Your task -
Transcribe the portion of the passage on Acacia subternata below that runs from "Species of legume" to "grey-brown coloured bark.".

[Selected passage — start]

Scientific classification
- Kingdom: Plantae
- Clade: Tracheophytes
- Clade: Angiosperms
- Clade: Eudicots
- Clade: Rosids
- Order: Fabales
- Family: Fabaceae
- Subfamily: Caesalpinioideae
- Clade: Mimosoid clade
- Genus: Acacia
- Species: A. subternata
- Binomial name: Acacia subternata F.Muell.

= Acacia subternata =

- Genus: Acacia
- Species: subternata
- Authority: F.Muell.

Species of legume

Acacia subternata is a shrub of the genus Acacia and the subgenus Plurinerves that is endemic to an area of northern Australia.

==Description==
The shrub typically grows to a maximum height of around 1.2 m and has an erect to semi-prostrate or domed habit. It branches from close to ground level and has smooth to slightly fissured grey-brown coloured bark.

==Taxonomy==
The species was first formally described by the botanist Ferdinand von Mueller in 1859 as a part of the work Contributiones ad Acaciarum Australiae Cognitionem as published in the Journal of the Proceedings of the Linnean Society, Botany. It was reclassified by Leslie Pedley in 2003 then returned to genus Acacia in 2006.

==Distribution==
The shrub is native to the top end of the Northern Territory with the bulk of the population found from around Borroloola in the south east to the Victoria river in the south west. It is often situated on sandstone or quartzite ridges growing in skeletal sandy loam soils as a part of Eucalyptus woodland communities and is found with a spinifex understorey.

[Selected passage — finish]
[Provided material — start]

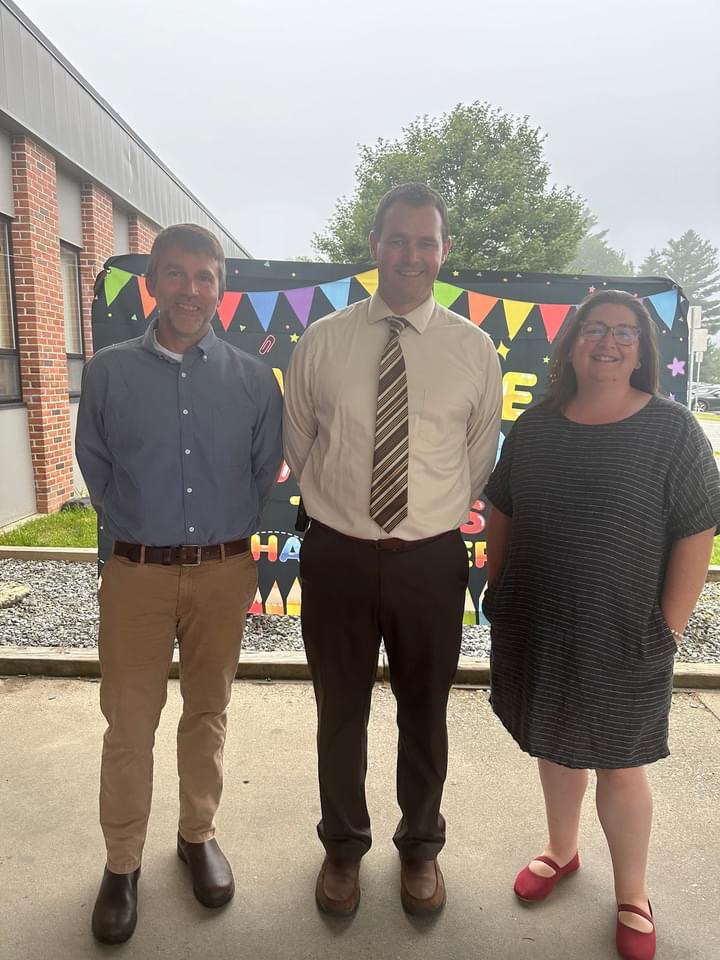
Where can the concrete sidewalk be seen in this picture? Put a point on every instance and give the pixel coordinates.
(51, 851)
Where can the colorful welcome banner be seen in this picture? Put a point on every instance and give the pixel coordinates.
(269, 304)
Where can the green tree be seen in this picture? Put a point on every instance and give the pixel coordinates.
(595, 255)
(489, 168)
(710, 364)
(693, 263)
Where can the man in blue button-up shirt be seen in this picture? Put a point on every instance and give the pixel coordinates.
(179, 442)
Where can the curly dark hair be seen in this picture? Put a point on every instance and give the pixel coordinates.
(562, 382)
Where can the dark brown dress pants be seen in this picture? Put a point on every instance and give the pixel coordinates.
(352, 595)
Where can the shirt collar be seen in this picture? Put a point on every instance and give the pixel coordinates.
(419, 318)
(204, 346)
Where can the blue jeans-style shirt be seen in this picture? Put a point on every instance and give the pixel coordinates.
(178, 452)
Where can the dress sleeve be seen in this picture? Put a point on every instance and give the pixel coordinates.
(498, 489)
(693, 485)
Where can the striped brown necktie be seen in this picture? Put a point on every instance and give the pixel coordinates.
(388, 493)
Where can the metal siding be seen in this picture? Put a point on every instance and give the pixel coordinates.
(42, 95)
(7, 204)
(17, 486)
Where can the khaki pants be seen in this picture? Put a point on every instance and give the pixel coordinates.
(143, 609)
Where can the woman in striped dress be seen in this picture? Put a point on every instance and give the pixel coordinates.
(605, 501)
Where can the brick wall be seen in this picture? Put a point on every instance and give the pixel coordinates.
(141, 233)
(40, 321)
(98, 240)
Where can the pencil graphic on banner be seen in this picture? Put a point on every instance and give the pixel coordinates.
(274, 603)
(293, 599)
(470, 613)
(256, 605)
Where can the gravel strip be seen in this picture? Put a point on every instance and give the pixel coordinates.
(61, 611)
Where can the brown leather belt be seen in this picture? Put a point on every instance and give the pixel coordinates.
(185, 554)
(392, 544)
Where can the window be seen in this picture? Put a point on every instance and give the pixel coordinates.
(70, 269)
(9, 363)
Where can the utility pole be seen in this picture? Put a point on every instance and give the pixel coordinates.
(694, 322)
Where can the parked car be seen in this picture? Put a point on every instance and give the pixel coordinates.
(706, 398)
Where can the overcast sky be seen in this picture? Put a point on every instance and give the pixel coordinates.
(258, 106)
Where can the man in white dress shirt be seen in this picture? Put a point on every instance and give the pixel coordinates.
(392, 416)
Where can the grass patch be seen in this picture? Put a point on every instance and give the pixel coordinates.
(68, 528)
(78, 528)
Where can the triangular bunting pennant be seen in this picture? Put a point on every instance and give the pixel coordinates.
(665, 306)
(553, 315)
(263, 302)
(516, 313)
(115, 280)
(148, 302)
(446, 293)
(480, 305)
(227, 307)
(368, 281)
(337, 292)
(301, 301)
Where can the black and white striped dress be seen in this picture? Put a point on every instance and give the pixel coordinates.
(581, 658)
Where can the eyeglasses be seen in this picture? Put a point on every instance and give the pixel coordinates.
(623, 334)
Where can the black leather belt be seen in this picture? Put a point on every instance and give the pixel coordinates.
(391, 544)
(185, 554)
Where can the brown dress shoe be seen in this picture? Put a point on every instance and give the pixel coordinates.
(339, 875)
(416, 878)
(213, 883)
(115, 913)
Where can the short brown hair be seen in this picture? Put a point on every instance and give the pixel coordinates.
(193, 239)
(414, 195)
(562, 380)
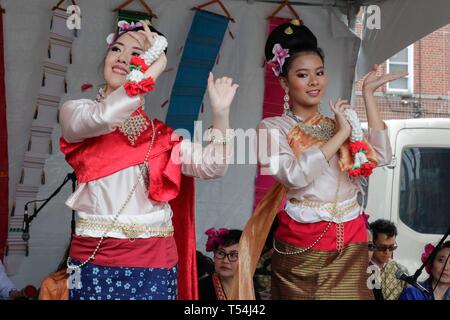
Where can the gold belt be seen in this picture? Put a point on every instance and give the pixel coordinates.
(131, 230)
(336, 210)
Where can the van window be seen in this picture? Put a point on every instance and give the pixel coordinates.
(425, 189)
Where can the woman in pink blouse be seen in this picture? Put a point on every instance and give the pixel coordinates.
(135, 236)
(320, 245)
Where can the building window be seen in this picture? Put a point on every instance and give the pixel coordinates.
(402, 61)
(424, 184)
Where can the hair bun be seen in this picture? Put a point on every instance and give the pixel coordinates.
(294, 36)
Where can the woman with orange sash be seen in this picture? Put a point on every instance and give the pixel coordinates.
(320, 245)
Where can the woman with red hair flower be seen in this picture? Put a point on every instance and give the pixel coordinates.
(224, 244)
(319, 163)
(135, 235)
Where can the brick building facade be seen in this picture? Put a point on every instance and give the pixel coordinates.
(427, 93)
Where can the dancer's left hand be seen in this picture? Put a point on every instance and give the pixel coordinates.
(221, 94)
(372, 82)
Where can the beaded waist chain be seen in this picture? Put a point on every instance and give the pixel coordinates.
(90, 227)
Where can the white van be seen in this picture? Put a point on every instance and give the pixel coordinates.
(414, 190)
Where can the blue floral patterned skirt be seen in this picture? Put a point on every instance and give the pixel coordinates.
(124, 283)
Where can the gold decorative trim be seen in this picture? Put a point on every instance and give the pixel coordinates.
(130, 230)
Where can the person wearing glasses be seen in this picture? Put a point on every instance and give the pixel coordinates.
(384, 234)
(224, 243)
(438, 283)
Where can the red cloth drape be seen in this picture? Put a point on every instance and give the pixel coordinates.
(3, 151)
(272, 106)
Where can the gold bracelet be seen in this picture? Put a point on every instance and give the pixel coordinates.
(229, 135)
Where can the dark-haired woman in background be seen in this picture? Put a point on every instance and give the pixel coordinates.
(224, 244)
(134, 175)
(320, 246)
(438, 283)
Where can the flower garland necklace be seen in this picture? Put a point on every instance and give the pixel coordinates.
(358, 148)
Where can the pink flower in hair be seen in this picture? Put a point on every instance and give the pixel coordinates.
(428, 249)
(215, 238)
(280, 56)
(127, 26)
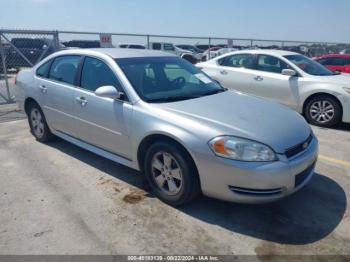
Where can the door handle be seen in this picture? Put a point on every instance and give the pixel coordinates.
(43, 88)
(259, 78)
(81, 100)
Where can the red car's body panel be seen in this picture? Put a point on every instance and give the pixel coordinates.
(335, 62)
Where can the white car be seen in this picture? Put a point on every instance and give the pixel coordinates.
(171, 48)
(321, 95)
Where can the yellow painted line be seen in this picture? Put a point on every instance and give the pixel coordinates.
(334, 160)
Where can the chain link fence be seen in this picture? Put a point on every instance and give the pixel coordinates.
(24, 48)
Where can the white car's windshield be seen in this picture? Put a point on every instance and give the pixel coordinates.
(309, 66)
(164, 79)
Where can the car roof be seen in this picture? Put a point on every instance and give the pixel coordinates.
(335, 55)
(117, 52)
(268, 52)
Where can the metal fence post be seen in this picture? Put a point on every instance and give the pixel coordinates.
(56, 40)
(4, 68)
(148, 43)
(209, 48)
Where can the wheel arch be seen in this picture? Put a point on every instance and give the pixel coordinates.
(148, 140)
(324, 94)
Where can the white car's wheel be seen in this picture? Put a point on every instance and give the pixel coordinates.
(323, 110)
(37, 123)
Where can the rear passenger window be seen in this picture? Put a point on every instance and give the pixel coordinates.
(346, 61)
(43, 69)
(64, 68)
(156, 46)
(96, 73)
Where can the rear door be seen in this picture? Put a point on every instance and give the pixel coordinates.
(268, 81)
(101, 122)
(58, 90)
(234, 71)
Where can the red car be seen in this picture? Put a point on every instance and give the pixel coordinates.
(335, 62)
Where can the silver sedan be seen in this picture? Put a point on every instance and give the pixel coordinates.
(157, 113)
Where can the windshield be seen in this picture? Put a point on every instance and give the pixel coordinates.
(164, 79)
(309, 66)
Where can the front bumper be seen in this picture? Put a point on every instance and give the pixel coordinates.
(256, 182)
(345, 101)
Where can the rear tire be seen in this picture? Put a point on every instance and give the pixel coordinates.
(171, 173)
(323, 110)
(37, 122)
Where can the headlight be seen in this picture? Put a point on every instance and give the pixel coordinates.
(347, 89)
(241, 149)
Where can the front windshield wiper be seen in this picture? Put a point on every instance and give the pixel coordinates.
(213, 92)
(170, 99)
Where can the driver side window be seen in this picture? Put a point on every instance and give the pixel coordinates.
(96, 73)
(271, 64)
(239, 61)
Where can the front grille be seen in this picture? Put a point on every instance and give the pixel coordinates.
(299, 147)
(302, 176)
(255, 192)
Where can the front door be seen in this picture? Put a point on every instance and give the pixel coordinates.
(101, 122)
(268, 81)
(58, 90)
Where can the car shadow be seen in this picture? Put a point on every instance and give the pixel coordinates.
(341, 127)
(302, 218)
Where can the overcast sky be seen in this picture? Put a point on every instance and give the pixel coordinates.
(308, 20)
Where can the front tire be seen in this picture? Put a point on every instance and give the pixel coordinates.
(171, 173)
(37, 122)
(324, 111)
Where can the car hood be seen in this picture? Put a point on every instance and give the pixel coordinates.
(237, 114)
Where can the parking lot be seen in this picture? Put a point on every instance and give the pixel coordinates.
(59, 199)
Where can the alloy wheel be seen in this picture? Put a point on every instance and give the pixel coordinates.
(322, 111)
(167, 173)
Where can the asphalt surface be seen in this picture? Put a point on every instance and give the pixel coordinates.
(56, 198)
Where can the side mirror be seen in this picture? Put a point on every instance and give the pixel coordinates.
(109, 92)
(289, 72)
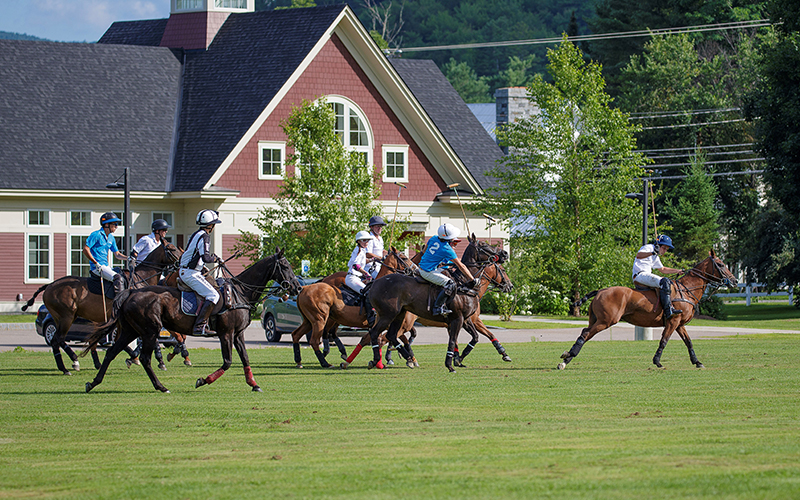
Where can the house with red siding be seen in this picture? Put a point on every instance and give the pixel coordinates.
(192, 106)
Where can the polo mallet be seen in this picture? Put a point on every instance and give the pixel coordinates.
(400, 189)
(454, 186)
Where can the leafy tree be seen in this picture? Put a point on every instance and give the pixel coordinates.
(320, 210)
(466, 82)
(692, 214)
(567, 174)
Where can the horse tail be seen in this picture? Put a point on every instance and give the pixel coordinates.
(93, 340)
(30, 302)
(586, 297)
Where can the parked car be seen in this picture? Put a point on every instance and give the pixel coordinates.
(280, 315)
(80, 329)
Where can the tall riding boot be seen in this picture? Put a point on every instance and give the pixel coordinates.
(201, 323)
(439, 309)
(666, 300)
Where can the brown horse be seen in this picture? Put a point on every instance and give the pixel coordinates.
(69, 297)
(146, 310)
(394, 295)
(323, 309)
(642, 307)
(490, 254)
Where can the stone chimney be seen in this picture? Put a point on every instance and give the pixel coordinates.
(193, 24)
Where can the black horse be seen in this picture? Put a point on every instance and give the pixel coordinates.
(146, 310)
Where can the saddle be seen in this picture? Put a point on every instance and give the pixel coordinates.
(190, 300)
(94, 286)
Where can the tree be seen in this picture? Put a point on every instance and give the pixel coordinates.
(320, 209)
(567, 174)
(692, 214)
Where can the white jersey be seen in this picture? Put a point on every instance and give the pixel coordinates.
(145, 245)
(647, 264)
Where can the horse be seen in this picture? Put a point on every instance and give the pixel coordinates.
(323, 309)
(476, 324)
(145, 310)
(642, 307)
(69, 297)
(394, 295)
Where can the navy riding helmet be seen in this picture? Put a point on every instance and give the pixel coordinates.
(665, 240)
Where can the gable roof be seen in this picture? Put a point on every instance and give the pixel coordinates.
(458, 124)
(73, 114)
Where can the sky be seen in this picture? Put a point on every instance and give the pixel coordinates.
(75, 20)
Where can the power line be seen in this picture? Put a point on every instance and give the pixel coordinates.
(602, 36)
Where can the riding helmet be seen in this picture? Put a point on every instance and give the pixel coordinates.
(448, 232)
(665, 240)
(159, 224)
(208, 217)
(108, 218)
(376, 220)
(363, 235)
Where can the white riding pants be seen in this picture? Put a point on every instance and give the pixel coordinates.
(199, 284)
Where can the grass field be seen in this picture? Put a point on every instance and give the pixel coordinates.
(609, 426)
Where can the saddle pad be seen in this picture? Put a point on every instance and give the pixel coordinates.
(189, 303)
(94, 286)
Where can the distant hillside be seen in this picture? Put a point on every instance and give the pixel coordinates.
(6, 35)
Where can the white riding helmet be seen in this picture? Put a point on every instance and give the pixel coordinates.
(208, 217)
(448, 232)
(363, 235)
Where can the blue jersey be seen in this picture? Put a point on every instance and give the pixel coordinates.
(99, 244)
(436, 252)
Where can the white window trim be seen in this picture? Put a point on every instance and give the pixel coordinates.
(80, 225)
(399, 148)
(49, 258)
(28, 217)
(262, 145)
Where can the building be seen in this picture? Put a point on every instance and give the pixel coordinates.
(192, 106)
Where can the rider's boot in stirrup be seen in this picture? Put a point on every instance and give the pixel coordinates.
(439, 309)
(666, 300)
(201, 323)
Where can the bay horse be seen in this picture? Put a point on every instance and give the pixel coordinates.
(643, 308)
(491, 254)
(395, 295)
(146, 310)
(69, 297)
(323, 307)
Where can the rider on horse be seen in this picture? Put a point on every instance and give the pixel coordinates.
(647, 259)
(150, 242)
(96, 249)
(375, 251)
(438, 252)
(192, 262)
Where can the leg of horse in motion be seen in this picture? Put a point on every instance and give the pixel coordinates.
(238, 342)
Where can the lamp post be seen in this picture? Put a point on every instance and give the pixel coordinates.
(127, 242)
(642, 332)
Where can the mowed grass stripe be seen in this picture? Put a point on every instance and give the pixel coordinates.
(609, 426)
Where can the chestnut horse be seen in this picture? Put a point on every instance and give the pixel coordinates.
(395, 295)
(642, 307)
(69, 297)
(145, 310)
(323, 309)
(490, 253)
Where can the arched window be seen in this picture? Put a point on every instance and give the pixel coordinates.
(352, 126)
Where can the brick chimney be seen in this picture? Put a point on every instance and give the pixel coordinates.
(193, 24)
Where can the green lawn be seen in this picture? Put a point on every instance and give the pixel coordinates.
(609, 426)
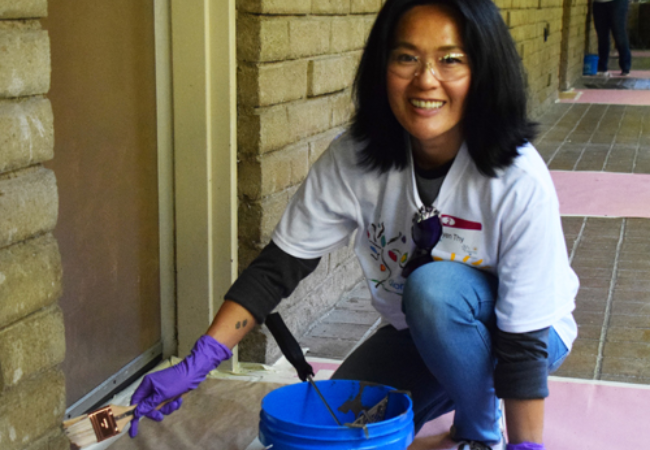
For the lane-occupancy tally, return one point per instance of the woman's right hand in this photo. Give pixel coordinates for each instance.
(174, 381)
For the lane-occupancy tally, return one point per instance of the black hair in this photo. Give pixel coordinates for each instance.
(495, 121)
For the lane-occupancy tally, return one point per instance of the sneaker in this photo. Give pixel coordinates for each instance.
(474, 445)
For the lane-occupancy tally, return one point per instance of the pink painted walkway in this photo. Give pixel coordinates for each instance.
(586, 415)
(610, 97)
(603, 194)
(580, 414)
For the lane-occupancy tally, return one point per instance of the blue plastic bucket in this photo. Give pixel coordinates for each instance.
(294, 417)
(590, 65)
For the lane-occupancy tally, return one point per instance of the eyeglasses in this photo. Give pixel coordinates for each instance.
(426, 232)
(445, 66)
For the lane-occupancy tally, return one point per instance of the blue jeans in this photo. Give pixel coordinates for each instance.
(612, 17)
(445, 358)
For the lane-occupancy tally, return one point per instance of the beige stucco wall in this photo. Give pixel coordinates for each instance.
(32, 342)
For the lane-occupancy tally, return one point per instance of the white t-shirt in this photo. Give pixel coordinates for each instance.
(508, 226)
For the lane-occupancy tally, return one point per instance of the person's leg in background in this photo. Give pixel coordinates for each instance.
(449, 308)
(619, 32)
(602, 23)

[Provided material — finish]

Answer box -
Species of legume

Acacia subternata is a shrub of the genus Acacia and the subgenus Plurinerves that is endemic to an area of northern Australia.

==Description==
The shrub typically grows to a maximum height of around 1.2 m and has an erect to semi-prostrate or domed habit. It branches from close to ground level and has smooth to slightly fissured grey-brown coloured bark.